__Directive__
Give back, word for word, the lines of the material below from the one with "night sky by giving the bounding box." to the one with "[173,437,258,471]", including both, and nothing else.

__Data shown__
·····

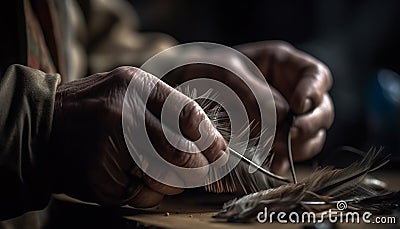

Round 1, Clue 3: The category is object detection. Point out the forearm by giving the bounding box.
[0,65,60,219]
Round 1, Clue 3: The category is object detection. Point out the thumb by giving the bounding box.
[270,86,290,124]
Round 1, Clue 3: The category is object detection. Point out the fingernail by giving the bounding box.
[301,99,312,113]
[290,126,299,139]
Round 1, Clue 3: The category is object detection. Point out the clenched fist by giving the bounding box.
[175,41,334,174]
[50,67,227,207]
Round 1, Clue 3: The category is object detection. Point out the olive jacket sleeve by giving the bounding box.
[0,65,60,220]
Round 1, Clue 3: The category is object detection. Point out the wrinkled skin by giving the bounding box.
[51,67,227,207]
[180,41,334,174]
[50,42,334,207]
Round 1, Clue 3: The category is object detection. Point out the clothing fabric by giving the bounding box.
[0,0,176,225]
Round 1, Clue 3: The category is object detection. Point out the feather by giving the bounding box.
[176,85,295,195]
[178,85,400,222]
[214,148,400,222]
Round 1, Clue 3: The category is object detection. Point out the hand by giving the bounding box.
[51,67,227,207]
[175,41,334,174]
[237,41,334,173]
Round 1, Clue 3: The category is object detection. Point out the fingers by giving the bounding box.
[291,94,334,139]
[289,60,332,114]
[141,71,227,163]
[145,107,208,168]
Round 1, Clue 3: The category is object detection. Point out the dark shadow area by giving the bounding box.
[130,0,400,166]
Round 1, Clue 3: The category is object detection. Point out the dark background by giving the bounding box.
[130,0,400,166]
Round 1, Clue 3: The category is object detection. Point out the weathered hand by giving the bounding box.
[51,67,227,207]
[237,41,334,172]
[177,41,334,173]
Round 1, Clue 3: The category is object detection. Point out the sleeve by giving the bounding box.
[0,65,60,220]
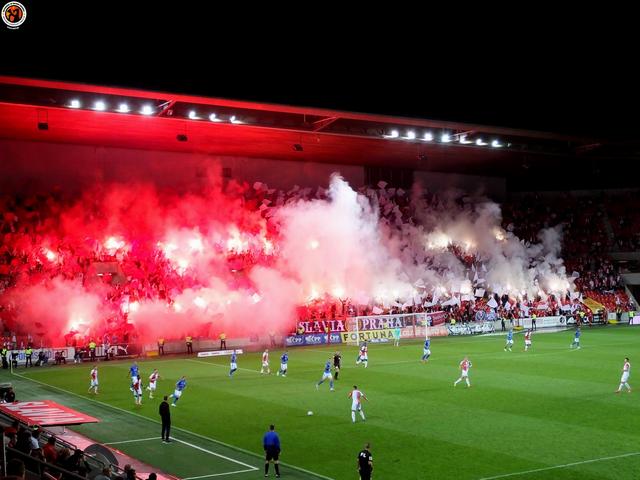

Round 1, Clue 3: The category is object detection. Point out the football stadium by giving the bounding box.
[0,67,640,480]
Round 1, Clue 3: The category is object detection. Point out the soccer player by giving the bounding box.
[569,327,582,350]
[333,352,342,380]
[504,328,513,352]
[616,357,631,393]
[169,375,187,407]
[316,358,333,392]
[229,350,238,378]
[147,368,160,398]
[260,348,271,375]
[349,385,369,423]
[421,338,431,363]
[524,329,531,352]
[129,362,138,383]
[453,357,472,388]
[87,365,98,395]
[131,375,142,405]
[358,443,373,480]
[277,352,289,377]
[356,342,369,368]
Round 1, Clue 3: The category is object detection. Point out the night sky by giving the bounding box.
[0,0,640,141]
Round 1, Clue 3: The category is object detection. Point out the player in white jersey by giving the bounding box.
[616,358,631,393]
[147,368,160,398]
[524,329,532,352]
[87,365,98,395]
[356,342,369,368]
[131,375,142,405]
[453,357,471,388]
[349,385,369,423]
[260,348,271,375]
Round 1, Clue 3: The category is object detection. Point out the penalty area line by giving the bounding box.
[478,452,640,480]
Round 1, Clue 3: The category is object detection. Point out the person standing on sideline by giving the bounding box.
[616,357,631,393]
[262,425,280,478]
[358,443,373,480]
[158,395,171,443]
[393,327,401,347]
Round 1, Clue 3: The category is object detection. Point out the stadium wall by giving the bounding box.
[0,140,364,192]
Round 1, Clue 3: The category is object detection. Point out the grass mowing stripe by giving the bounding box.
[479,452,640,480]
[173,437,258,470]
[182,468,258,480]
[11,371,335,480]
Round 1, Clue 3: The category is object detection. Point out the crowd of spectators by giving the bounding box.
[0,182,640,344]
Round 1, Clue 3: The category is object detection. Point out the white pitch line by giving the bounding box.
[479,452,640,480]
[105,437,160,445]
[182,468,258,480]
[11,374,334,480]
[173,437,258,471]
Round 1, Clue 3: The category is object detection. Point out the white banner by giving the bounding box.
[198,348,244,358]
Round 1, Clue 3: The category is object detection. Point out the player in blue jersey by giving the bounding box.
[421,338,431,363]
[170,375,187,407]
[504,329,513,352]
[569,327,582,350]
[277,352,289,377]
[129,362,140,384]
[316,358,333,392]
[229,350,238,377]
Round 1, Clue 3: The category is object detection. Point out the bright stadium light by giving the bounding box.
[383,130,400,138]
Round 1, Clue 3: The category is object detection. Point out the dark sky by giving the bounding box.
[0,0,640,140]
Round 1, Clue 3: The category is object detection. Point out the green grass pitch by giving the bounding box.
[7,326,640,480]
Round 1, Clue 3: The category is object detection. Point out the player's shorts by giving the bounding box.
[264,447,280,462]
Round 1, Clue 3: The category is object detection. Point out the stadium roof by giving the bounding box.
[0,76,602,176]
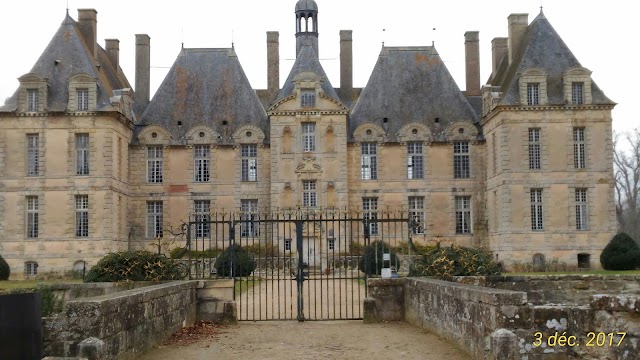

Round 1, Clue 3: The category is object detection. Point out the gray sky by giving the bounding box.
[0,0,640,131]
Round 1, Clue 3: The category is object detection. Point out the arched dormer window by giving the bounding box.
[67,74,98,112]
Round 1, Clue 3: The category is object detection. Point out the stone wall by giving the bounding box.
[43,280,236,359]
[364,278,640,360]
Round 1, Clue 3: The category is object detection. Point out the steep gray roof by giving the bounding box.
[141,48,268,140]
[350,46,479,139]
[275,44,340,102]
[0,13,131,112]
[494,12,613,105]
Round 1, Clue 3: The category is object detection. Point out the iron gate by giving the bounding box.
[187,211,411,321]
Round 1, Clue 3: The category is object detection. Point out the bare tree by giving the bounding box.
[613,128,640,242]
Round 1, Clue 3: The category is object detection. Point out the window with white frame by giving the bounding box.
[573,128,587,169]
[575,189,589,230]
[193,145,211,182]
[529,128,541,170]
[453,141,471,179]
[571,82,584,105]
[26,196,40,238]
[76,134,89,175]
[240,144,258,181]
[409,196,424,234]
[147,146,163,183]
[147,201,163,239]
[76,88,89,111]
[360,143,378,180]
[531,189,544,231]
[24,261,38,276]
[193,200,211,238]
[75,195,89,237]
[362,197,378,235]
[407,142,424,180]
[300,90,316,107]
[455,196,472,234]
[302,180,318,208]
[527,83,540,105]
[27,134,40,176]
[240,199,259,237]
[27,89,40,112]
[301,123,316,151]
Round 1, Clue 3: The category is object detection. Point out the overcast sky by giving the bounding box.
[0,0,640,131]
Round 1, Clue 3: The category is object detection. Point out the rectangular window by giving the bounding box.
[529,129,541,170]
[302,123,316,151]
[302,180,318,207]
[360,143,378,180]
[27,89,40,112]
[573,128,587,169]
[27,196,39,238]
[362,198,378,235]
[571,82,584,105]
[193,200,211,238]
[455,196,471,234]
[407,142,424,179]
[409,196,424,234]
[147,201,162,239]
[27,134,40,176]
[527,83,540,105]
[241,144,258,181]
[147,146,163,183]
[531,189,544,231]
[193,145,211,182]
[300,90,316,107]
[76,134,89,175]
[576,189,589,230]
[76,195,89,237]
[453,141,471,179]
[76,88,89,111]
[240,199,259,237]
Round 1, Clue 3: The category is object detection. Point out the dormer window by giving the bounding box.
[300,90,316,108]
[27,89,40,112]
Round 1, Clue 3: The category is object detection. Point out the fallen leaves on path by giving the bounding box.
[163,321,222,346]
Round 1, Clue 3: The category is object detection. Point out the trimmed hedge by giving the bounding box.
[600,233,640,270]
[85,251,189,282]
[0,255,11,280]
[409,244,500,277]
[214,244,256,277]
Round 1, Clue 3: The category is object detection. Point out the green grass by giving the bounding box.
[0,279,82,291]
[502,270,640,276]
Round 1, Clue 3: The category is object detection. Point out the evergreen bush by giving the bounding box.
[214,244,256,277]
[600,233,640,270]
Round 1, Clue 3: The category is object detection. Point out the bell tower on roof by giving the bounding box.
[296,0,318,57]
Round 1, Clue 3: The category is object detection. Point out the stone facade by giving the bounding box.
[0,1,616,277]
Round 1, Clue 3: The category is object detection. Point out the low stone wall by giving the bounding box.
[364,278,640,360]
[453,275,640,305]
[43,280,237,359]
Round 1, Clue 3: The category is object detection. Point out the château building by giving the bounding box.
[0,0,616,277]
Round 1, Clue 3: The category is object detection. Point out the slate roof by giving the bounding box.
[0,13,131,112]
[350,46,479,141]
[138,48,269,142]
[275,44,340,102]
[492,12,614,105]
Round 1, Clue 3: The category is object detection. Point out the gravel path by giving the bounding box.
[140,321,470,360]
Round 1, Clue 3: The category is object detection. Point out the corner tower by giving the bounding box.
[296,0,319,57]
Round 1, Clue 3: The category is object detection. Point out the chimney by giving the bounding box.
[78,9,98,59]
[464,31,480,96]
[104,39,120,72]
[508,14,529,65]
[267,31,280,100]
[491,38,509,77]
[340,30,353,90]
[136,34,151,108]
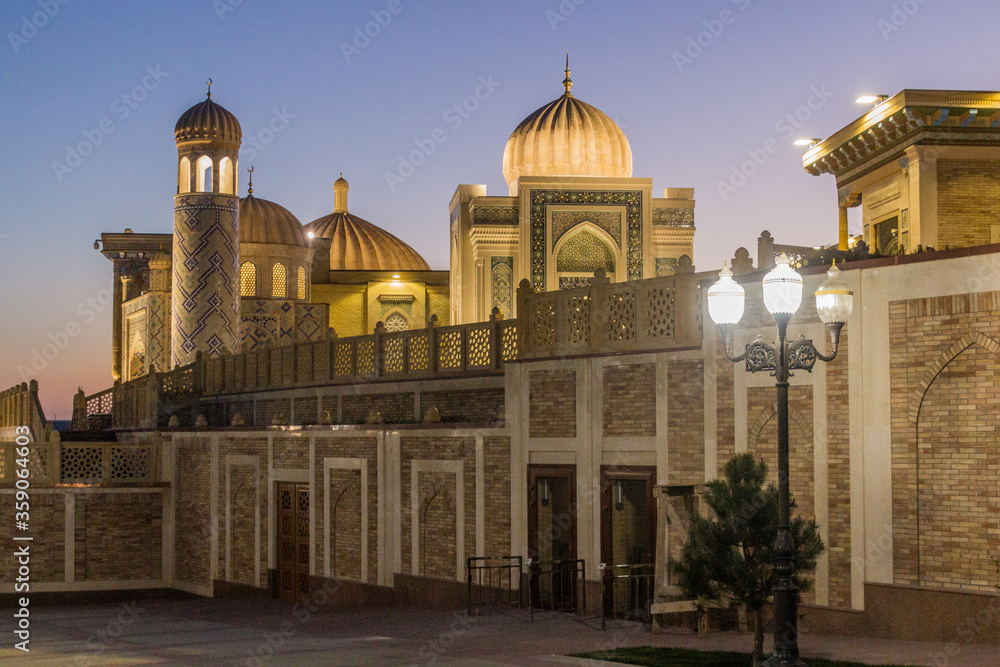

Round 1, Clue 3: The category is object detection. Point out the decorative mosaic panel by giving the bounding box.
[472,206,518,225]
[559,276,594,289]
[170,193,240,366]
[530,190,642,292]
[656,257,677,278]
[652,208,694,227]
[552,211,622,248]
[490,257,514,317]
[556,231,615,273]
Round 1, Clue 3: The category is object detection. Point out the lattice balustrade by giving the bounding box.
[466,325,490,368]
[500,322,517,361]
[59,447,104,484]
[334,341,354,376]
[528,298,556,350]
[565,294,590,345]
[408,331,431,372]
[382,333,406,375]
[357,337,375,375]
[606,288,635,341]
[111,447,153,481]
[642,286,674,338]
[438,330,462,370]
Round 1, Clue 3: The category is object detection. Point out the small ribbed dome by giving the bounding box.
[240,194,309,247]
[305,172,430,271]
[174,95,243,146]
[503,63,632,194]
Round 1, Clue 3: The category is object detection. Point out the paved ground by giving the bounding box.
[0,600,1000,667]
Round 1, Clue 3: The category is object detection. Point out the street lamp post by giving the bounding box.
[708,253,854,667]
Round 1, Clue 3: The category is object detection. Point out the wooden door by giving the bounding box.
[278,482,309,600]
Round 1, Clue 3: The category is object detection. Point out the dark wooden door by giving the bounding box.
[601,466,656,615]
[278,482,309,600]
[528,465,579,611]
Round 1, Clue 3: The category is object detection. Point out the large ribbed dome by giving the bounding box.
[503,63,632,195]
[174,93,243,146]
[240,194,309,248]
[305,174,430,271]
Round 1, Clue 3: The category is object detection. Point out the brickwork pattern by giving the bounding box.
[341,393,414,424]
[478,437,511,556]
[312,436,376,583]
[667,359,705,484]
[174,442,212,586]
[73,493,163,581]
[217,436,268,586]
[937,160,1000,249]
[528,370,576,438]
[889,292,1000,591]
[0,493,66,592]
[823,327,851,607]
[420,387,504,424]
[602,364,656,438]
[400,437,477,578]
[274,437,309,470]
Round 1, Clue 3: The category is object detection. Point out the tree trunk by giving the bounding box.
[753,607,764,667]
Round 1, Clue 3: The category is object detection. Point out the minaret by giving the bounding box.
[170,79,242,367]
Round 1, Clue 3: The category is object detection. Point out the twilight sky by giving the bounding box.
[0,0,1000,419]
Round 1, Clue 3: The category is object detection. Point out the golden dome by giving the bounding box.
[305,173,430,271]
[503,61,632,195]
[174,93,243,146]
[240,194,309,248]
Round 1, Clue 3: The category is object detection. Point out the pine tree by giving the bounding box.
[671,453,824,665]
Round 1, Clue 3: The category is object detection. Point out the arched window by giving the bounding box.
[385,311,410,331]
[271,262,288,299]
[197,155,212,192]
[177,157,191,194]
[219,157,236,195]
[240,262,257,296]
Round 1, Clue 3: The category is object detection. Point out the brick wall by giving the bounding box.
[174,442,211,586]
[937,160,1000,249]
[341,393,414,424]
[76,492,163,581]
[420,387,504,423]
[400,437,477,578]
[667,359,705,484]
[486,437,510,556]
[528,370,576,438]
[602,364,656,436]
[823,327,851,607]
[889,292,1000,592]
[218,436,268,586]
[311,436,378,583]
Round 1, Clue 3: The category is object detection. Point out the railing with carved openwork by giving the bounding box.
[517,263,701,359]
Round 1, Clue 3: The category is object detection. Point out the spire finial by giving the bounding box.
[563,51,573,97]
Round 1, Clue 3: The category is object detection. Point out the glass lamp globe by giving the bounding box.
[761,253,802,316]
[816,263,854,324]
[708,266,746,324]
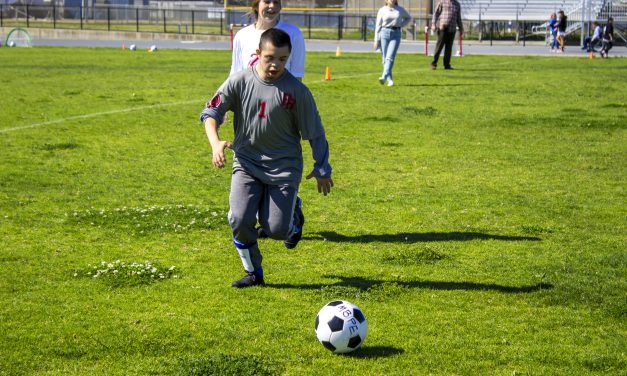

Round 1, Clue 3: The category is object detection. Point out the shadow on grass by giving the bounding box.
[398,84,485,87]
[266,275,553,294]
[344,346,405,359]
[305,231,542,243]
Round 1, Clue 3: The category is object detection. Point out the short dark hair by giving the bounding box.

·····

__Solution to the problem__
Round 1, Clue 3: The category is object detection. Point out the night sky by giving the bounding box.
[0,0,640,141]
Round 1, Clue 3: The category is object detection. Point out the player in white jersey by giving the bounding box.
[616,358,631,393]
[147,368,160,398]
[524,329,532,352]
[87,365,98,395]
[356,342,369,368]
[131,375,142,405]
[453,357,471,388]
[349,385,369,423]
[260,348,271,375]
Round 1, Clue 3: The category is object detection. Point out the penalty area line by giving the bounding box.
[478,452,640,480]
Round 1, Clue 3: The category is object detection. Point out the person standing on sideline by giving the bounding box.
[616,357,631,393]
[262,425,280,478]
[358,443,373,480]
[158,395,171,443]
[393,327,401,347]
Round 1, Clue 3: The category is object detection. Point out the stadium wall by giving the bounding box.
[0,140,364,192]
Round 1, Clue 3: The category is object detection. Point out the grass mowing stripe by giving the bounding box.
[479,452,640,480]
[173,437,258,470]
[182,468,258,480]
[11,371,335,480]
Round 1, Clue 3: The category is object detection. Point out the crowd of spectators by giving the bounding box.
[0,182,640,344]
Round 1, Clue 3: The category is object detection. Point out the white pitch line by giving the bounding box.
[479,452,640,480]
[105,437,160,445]
[182,468,258,480]
[11,374,334,480]
[173,437,258,471]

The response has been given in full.